> **TASK DIRECTIONS**
Please gather every line in the entries below that contains the word "patch", treating uppercase and lowercase as different, and copy each one out in full.

> **GIVEN ENTRIES**
....

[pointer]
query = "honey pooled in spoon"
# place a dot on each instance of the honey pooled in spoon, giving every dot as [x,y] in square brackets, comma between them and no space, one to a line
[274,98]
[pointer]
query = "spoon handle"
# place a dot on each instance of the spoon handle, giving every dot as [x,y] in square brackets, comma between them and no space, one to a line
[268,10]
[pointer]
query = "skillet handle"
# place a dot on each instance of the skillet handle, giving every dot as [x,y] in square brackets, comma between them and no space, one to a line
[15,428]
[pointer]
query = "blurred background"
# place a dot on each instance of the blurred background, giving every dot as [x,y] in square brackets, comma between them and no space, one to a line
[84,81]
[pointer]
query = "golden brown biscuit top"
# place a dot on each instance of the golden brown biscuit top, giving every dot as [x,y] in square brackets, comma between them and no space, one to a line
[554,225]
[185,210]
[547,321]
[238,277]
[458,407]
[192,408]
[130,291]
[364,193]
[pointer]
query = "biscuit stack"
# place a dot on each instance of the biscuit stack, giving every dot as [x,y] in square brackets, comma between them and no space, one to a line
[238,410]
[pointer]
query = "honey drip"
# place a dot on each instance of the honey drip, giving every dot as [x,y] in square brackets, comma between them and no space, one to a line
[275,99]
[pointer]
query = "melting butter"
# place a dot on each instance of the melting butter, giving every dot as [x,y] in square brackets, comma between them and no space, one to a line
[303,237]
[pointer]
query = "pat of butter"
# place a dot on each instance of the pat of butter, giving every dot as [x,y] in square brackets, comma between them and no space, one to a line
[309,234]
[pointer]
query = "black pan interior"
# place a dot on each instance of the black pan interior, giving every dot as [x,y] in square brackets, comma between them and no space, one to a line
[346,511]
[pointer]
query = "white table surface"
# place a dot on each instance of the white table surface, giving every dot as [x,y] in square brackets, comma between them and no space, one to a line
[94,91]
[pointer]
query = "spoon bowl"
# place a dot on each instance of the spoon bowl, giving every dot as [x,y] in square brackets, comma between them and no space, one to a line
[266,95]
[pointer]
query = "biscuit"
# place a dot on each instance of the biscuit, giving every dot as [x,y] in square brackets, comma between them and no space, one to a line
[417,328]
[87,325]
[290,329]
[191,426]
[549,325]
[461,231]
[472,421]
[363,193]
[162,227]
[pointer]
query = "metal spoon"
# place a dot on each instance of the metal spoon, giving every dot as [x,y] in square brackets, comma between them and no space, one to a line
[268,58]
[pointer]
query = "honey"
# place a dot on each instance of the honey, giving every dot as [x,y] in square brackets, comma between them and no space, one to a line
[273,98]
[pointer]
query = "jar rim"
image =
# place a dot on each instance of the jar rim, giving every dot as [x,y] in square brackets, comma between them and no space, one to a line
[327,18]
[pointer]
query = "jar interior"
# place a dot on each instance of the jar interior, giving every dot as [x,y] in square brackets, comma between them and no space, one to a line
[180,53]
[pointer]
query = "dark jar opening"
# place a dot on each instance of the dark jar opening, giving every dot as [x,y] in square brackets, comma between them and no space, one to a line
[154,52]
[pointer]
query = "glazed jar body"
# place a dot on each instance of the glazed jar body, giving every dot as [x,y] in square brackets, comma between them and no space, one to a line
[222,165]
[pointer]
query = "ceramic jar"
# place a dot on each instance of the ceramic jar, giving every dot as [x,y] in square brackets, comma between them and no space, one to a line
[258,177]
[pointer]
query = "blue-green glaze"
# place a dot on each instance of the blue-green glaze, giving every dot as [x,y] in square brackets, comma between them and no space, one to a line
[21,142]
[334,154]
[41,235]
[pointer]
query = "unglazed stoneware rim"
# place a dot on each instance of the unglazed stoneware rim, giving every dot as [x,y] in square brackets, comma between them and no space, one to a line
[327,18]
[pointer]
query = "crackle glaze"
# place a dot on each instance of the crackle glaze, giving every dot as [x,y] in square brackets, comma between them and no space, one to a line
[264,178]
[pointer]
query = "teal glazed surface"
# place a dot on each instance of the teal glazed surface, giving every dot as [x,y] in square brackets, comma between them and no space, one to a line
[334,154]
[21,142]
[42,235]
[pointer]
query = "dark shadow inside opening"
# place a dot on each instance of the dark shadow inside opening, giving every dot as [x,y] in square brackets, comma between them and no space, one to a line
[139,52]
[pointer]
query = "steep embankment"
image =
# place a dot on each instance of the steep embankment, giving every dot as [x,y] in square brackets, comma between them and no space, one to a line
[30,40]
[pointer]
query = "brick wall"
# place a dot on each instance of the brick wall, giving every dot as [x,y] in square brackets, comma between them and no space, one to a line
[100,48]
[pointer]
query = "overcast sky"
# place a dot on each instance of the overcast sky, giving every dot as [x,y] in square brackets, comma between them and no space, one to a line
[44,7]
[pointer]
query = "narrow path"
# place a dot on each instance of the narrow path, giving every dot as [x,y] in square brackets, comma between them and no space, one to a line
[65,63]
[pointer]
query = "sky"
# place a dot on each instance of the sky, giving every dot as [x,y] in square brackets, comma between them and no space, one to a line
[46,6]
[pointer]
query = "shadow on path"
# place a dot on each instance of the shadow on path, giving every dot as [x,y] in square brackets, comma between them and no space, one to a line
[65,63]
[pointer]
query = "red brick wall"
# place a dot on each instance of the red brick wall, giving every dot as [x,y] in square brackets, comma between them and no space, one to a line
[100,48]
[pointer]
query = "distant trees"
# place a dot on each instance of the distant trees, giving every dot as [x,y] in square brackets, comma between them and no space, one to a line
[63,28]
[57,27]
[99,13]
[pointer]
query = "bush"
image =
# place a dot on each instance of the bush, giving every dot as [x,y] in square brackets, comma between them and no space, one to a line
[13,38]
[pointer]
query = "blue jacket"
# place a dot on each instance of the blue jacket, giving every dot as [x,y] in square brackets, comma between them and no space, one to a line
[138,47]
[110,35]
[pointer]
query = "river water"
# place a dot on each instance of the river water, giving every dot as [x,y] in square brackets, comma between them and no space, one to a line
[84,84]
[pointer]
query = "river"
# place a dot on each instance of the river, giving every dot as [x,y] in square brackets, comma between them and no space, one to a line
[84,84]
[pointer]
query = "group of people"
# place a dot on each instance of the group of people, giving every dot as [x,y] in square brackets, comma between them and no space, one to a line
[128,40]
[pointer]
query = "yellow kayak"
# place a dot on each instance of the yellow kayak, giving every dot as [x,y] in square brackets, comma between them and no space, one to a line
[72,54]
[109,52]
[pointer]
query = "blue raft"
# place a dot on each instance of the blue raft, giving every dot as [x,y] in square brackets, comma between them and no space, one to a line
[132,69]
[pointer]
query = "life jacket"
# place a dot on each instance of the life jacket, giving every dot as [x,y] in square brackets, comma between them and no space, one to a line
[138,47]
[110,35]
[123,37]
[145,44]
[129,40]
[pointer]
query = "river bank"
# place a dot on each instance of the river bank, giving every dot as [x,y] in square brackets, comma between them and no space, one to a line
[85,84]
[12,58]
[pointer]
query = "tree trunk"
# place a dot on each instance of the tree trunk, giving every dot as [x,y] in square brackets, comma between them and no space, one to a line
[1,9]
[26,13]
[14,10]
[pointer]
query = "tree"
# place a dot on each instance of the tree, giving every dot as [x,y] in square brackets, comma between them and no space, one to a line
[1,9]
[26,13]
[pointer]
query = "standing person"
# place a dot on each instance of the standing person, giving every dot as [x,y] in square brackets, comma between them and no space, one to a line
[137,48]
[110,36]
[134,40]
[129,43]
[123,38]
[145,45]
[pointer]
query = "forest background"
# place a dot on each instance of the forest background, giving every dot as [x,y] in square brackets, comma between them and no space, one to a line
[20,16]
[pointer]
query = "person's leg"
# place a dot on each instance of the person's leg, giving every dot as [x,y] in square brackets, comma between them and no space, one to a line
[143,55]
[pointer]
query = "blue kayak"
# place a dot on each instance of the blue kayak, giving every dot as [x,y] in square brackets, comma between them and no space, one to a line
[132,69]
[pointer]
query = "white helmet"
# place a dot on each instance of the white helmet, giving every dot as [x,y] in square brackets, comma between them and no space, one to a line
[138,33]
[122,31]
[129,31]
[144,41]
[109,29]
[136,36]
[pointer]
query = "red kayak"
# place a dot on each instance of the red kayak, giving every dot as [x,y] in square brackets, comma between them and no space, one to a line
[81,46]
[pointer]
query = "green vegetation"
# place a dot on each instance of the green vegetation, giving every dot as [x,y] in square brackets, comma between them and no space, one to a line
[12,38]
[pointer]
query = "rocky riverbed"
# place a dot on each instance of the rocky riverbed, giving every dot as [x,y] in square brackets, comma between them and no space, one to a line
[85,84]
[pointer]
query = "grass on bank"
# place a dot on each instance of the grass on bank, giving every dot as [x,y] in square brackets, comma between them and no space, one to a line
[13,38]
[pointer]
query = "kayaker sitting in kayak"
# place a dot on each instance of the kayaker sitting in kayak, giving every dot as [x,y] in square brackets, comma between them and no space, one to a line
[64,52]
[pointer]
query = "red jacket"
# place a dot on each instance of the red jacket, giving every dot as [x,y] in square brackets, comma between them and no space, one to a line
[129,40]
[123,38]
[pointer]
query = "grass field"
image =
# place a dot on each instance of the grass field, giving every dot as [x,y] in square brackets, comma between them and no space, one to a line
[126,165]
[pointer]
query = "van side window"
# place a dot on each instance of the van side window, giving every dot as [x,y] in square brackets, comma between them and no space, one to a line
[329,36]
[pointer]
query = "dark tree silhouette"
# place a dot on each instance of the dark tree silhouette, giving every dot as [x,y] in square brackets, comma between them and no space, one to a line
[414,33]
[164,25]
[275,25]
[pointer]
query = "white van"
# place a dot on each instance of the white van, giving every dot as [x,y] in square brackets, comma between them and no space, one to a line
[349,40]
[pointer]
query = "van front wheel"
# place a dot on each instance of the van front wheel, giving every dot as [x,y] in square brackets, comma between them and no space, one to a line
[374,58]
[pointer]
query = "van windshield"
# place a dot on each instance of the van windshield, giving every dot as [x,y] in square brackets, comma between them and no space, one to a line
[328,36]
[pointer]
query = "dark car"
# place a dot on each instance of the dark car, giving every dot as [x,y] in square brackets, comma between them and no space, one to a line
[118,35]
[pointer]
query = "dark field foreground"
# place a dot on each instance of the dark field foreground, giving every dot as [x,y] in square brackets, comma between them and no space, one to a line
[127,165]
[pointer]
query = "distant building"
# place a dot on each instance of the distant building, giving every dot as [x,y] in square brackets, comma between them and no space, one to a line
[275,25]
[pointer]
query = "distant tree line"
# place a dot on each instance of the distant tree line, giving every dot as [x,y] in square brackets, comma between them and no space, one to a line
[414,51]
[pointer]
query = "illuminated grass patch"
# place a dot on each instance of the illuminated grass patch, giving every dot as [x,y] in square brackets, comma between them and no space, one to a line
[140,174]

....

> **REPLY**
query = "illuminated grass patch"
# place a dot on each instance of the illuminated grass patch, giving every dot as [x,y] in square brackets, comma between them and no space, one to a line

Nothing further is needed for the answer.